**DATA EXCERPTS**:
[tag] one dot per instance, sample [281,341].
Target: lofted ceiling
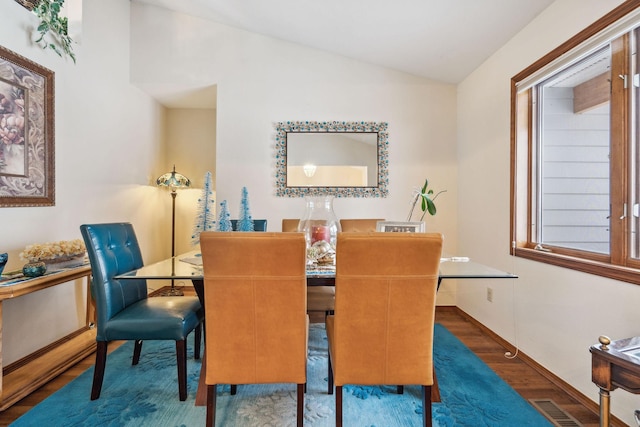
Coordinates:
[444,40]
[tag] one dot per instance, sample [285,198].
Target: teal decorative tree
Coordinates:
[224,223]
[245,223]
[205,215]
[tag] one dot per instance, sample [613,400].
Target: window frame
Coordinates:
[617,264]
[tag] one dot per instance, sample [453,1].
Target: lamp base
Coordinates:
[173,292]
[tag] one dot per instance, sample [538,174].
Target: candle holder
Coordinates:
[320,227]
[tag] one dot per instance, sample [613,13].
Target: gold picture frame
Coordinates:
[27,161]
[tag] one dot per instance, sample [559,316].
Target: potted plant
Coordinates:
[425,194]
[53,27]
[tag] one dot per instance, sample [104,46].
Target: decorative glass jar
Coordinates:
[320,226]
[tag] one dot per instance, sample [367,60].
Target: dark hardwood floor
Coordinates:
[523,378]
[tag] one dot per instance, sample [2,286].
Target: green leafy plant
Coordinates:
[53,28]
[425,194]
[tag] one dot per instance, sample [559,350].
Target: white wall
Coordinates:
[107,134]
[261,81]
[554,314]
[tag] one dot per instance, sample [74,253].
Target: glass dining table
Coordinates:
[188,266]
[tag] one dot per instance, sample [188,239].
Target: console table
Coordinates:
[29,373]
[615,364]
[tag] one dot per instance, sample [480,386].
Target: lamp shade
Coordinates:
[173,180]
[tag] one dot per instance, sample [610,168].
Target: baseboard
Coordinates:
[566,387]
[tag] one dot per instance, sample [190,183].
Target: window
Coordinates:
[575,157]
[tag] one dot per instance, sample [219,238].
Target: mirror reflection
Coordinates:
[332,159]
[345,159]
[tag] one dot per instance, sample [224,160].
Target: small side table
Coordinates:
[615,364]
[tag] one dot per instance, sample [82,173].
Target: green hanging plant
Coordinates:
[425,194]
[53,28]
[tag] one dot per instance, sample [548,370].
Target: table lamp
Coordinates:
[173,180]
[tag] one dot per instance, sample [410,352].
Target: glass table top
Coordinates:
[189,266]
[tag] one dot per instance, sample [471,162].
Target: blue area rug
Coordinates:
[147,394]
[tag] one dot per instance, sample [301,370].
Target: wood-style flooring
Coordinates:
[522,377]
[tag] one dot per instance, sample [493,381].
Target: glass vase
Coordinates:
[320,227]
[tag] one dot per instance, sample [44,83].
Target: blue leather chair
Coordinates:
[123,310]
[258,225]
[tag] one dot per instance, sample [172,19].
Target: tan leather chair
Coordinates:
[319,298]
[255,304]
[359,224]
[394,276]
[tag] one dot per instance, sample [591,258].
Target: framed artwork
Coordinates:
[400,227]
[27,161]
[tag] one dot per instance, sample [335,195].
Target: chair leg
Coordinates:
[300,406]
[98,373]
[338,406]
[426,406]
[181,352]
[329,376]
[137,349]
[197,338]
[211,405]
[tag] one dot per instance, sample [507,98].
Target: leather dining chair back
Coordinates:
[255,308]
[258,225]
[361,225]
[123,310]
[382,329]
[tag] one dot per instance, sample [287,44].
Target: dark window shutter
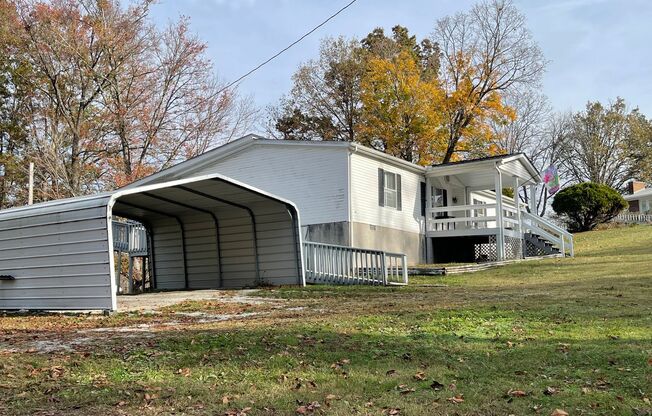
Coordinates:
[398,192]
[381,187]
[422,191]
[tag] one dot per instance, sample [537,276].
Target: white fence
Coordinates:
[341,265]
[633,218]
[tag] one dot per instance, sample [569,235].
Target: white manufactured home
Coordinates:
[352,195]
[272,212]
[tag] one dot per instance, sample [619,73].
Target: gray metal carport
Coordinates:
[205,232]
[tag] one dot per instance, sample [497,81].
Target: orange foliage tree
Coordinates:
[400,114]
[486,52]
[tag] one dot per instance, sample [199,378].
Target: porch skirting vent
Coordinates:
[489,251]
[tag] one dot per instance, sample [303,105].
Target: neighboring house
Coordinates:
[351,195]
[639,197]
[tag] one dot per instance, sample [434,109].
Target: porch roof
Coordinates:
[480,173]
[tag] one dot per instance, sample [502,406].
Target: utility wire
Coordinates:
[287,47]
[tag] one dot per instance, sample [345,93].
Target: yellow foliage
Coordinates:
[401,110]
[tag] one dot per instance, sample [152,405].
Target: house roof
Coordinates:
[480,159]
[209,157]
[528,174]
[197,163]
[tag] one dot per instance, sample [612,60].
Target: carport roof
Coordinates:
[112,196]
[209,193]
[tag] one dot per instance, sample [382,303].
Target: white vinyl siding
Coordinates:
[313,177]
[365,207]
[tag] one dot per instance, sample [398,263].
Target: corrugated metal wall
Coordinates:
[58,255]
[244,258]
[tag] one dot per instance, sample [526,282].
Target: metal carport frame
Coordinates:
[206,232]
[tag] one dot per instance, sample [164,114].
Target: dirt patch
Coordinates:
[156,301]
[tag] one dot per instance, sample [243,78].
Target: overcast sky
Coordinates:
[598,49]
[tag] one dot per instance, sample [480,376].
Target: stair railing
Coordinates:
[549,230]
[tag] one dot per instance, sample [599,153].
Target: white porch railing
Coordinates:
[335,264]
[550,231]
[457,217]
[633,217]
[474,217]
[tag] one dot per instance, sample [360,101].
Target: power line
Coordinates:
[287,47]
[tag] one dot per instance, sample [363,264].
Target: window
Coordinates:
[439,197]
[389,189]
[480,212]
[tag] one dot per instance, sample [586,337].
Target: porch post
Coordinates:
[533,200]
[430,254]
[519,226]
[500,235]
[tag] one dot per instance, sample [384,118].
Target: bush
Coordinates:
[585,205]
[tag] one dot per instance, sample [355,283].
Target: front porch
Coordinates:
[468,220]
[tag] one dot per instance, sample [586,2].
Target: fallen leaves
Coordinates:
[516,393]
[404,389]
[419,376]
[308,408]
[456,399]
[238,412]
[56,372]
[435,385]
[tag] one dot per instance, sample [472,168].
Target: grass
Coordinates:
[529,338]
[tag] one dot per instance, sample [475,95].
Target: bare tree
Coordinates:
[115,98]
[166,104]
[486,52]
[607,144]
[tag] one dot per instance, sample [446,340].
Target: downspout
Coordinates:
[353,149]
[498,190]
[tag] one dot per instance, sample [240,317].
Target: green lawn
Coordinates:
[529,338]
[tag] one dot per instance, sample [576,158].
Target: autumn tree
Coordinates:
[398,114]
[15,101]
[324,103]
[486,52]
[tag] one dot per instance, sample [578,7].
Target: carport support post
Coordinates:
[131,274]
[117,272]
[244,207]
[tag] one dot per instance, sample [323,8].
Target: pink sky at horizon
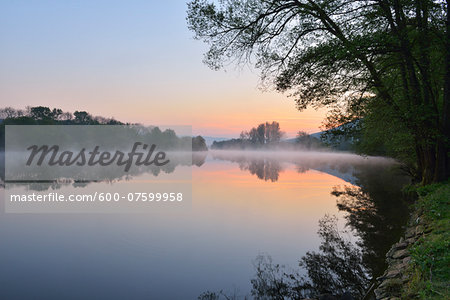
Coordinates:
[117,62]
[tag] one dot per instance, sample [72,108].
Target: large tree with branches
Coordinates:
[385,60]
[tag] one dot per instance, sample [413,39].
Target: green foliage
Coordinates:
[382,62]
[431,255]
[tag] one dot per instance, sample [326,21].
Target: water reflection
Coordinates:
[247,202]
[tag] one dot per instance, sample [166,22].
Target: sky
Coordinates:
[132,60]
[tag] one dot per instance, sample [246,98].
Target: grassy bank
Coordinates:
[430,268]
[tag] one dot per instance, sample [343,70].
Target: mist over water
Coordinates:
[245,204]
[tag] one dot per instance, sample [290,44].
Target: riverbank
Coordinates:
[419,264]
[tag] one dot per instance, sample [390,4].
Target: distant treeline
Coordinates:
[41,115]
[268,136]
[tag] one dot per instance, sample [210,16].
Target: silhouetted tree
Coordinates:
[388,60]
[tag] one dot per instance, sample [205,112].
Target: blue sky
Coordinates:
[132,60]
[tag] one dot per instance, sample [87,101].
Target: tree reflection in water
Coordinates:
[336,269]
[374,212]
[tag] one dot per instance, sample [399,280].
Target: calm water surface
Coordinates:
[244,205]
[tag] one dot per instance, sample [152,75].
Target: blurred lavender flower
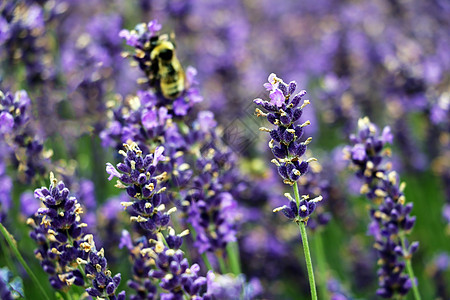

**THE REQUEST**: Gather each line from the rows above that contains the word "blue", and copy those lines in full.

**RESULT FOR THIS TASK**:
Target: blue area rug
Target: blue leather chair
Target: blue sky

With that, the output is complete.